Exercise: Each line in the listing below needs to be transcribed exactly.

BEGIN Input for this task

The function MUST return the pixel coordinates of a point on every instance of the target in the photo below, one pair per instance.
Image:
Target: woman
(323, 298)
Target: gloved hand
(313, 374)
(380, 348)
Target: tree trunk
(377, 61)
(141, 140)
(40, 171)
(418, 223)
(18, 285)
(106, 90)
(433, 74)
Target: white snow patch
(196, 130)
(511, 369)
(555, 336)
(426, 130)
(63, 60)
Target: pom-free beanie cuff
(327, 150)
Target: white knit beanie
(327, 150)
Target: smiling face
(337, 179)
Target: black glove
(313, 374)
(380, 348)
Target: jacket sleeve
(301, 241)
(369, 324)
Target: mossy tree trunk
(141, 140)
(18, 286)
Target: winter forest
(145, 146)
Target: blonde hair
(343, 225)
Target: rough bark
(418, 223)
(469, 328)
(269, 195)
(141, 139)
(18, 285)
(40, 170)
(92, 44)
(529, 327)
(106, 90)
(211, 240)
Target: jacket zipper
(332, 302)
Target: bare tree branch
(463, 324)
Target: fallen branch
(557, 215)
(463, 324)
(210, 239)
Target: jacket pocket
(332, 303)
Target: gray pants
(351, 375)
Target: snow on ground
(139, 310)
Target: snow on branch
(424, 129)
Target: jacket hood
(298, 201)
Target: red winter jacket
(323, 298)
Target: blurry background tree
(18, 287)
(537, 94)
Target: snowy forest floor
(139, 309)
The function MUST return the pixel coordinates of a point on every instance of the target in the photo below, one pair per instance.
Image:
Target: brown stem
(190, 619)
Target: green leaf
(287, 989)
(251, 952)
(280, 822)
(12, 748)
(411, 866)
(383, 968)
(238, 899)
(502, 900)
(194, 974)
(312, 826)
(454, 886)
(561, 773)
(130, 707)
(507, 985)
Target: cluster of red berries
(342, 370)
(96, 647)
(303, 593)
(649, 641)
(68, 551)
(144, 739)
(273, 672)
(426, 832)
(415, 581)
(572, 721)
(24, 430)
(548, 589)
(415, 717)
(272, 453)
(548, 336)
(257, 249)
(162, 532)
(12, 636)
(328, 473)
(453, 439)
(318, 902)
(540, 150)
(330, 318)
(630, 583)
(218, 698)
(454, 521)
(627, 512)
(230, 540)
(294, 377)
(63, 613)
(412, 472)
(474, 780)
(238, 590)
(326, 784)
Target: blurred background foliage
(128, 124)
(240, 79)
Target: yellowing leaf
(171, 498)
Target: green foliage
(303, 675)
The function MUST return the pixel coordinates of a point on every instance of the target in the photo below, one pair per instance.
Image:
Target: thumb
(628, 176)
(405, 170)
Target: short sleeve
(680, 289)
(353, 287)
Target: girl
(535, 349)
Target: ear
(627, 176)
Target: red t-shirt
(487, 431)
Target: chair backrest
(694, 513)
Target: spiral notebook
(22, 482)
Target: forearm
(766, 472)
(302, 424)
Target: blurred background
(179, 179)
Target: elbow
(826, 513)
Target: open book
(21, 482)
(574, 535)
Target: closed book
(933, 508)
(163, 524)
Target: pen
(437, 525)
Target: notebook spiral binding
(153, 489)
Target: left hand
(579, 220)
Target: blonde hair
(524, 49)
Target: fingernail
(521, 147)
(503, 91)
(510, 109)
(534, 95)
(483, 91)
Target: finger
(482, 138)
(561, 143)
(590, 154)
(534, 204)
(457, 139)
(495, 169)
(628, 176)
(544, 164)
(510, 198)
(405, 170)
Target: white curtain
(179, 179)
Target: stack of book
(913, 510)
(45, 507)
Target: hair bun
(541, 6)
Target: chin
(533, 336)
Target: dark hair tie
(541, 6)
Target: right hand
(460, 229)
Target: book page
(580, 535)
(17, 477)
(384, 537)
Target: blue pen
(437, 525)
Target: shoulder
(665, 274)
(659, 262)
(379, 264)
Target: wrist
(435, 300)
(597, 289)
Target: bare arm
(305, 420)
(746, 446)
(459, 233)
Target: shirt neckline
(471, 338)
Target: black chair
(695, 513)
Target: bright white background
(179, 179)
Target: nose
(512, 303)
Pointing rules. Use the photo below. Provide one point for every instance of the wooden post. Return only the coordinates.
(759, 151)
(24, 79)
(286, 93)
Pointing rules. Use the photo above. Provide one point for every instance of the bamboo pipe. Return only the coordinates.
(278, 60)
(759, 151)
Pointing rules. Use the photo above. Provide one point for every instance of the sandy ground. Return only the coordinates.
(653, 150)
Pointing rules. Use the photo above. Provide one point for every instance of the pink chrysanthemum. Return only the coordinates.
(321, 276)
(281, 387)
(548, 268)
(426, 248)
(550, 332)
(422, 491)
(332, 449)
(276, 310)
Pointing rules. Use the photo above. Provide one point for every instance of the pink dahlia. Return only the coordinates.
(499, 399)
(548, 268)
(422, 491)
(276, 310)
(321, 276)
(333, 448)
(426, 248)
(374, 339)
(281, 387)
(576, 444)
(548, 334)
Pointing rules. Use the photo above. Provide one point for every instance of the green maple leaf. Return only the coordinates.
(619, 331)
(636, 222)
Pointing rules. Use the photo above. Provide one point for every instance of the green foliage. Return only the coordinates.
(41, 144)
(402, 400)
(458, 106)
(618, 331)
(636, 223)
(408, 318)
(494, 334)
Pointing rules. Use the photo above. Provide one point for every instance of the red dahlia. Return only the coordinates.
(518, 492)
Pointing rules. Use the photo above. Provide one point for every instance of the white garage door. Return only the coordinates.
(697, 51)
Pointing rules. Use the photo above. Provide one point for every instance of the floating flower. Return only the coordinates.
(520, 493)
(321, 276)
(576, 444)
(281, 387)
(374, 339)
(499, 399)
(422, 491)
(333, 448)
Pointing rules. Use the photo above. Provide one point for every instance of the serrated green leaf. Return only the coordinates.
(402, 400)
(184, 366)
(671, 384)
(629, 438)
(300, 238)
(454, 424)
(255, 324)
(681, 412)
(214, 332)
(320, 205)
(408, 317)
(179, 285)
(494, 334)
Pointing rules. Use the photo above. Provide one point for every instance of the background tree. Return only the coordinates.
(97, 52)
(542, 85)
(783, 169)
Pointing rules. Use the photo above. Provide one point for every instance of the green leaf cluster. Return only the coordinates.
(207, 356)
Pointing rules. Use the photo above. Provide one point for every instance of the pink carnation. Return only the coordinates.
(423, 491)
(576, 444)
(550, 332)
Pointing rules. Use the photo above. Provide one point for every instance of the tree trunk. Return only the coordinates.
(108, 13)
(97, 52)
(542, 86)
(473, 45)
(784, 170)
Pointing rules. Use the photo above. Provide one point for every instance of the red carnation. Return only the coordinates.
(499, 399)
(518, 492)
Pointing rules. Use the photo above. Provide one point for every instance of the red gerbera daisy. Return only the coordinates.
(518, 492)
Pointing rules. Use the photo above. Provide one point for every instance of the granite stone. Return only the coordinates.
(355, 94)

END Input for this task

Solution to this task:
The function MUST return the pixel coordinates of a point on every instance of the target in the photo below, one pair per instance.
Image:
Target: woman
(323, 298)
Target: gloved hand
(313, 374)
(380, 348)
Target: tree trunk
(377, 61)
(141, 140)
(40, 171)
(418, 223)
(18, 285)
(106, 90)
(433, 74)
Target: white snow patch
(196, 130)
(511, 369)
(555, 336)
(426, 130)
(63, 60)
Target: pom-free beanie cuff
(327, 150)
Target: white knit beanie
(327, 150)
Target: smiling face
(337, 179)
Target: black glove
(313, 374)
(380, 348)
Target: jacket sleeve
(301, 241)
(369, 324)
Target: mossy tree trunk
(141, 140)
(18, 286)
Target: winter forest
(145, 146)
Target: blonde hair
(343, 225)
Target: rough bark
(418, 223)
(469, 328)
(269, 195)
(141, 139)
(18, 285)
(40, 170)
(92, 44)
(529, 327)
(106, 90)
(211, 240)
Target: jacket zipper
(332, 302)
Target: bare tree branch
(463, 324)
Target: fallen branch
(557, 215)
(463, 324)
(210, 239)
Target: jacket pocket
(332, 303)
Target: gray pants
(351, 375)
Target: snow on ground
(139, 310)
Target: snow on branch
(424, 129)
Target: jacket hood
(298, 201)
Target: red winter jacket
(323, 298)
Target: blurry background tree
(18, 287)
(537, 94)
Target: snowy forest floor
(139, 309)
The function MUST return the pixel coordinates of a point on every instance of the target in the photo below, one pair per instance.
Image:
Target: brown stem
(190, 619)
Target: green leaf
(287, 989)
(251, 952)
(280, 822)
(12, 748)
(411, 866)
(383, 968)
(238, 899)
(502, 900)
(194, 974)
(312, 826)
(454, 886)
(561, 773)
(130, 707)
(507, 985)
Target: cluster of red berries
(342, 370)
(96, 647)
(303, 593)
(649, 641)
(68, 551)
(144, 739)
(273, 672)
(426, 832)
(415, 581)
(572, 721)
(24, 430)
(548, 589)
(415, 717)
(272, 453)
(548, 336)
(257, 249)
(162, 532)
(12, 636)
(328, 473)
(453, 439)
(318, 902)
(540, 150)
(330, 318)
(630, 583)
(218, 698)
(454, 521)
(627, 512)
(230, 540)
(294, 377)
(63, 613)
(412, 472)
(474, 780)
(238, 590)
(326, 784)
Target: blurred background foliage
(128, 124)
(240, 79)
Target: yellowing leaf
(171, 498)
Target: green foliage
(303, 675)
The function MUST return the pixel coordinates of a point on every instance of the target in the photo below, one pair per instance.
Image:
Target: thumb
(628, 176)
(405, 170)
Target: short sleeve
(680, 289)
(353, 287)
Target: girl
(535, 349)
Target: ear
(627, 176)
Target: red t-shirt
(487, 431)
Target: chair backrest
(694, 513)
Target: spiral notebook
(22, 482)
Target: forearm
(766, 472)
(302, 424)
Target: blurred background
(179, 179)
Target: elbow
(826, 513)
Target: open book
(21, 482)
(574, 535)
Target: closed book
(933, 508)
(163, 524)
Target: pen
(437, 525)
Target: notebook spiral binding
(153, 489)
Target: left hand
(579, 220)
Target: blonde hair
(524, 49)
Target: fingernail
(521, 147)
(503, 91)
(510, 109)
(534, 95)
(483, 91)
Target: finger
(482, 138)
(561, 143)
(590, 154)
(534, 204)
(457, 139)
(495, 169)
(628, 176)
(544, 164)
(510, 198)
(405, 170)
Target: white curtain
(179, 179)
Target: stack of book
(913, 510)
(45, 507)
Target: hair bun
(541, 6)
Target: chin
(533, 336)
Target: dark hair tie
(541, 6)
Target: right hand
(460, 229)
Target: book page
(580, 535)
(17, 477)
(384, 537)
Target: blue pen
(437, 525)
Target: shoulder
(665, 274)
(659, 262)
(379, 264)
Target: wrist
(435, 300)
(597, 289)
Target: bare arm
(305, 420)
(746, 446)
(459, 233)
Target: shirt neckline
(471, 338)
Target: black chair
(695, 513)
Target: bright white background
(179, 179)
Target: nose
(512, 303)
Pointing rules. Use the photo below. Provide one point for every instance of the wooden post. Return only the coordinates.
(759, 151)
(24, 79)
(286, 93)
Pointing rules. Use the photo above. Provide one point for every instance of the bamboo pipe. Return only the coordinates.
(278, 60)
(759, 151)
Pointing rules. Use the photo above. Provide one point for every instance of the sandy ground. Return only the coordinates.
(653, 150)
Pointing rules. Use the photo above. Provide one point for every instance of the pink chrysanthemum. Return only the coordinates.
(321, 276)
(281, 387)
(548, 268)
(426, 248)
(550, 332)
(422, 491)
(332, 449)
(276, 310)
Pointing rules. Use the photo above. Provide one point for every instance of the pink dahlia. Return only the coordinates.
(499, 399)
(548, 268)
(422, 491)
(276, 310)
(321, 276)
(333, 448)
(426, 248)
(374, 339)
(281, 387)
(576, 444)
(548, 334)
Pointing rules. Use the photo above. Provide one point for every instance of the green maple leaf. Return only the coordinates.
(619, 331)
(636, 222)
Pointing rules. Use the photo above. Provide one point for every instance of the green foliage. Return only the coordinates.
(41, 144)
(402, 400)
(458, 106)
(618, 331)
(636, 223)
(408, 318)
(494, 334)
Pointing rules. Use the photo above. Provide one point for every instance of the red dahlia. Return only the coordinates.
(518, 492)
Pointing rules. Use the photo above. Provide one point for every instance of the white garage door. Return only the coordinates.
(697, 51)
Pointing rules. Use the photo above. Provide one point for every instance of the floating flower. Return only the coordinates.
(520, 493)
(321, 276)
(576, 444)
(281, 387)
(374, 339)
(499, 399)
(422, 491)
(333, 448)
Pointing rules. Use the photo above. Provide one point for every instance of the serrated green leaf. Return only the coordinates.
(402, 400)
(184, 366)
(671, 384)
(629, 438)
(300, 238)
(454, 424)
(255, 324)
(681, 412)
(214, 332)
(320, 205)
(408, 317)
(179, 285)
(494, 334)
Pointing rules. Use the photo above. Provide one point for every instance of the background tree. Return only the coordinates.
(97, 52)
(542, 85)
(783, 169)
Pointing rules. Use the photo above. Provide one point for every instance of the green leaf cluster. Return only the coordinates.
(207, 356)
Pointing rules. Use the photo above. Provide one point for every instance of the pink carnation. Return only the coordinates.
(423, 491)
(576, 444)
(550, 332)
Pointing rules. Use the photo above. Provide one point for every instance of the tree trunk. Return only the coordinates.
(108, 13)
(97, 52)
(542, 86)
(473, 45)
(784, 170)
Pointing rules. Use the photo above. Provide one point for every instance of the red carnation. Return only the coordinates.
(499, 399)
(518, 492)
Pointing rules. Use the photo above. Provide one point for every instance of the red gerbera daisy. Return only the coordinates.
(518, 492)
Pointing rules. Use the photo above. Provide one point for every instance of the granite stone. Return only the coordinates.
(355, 94)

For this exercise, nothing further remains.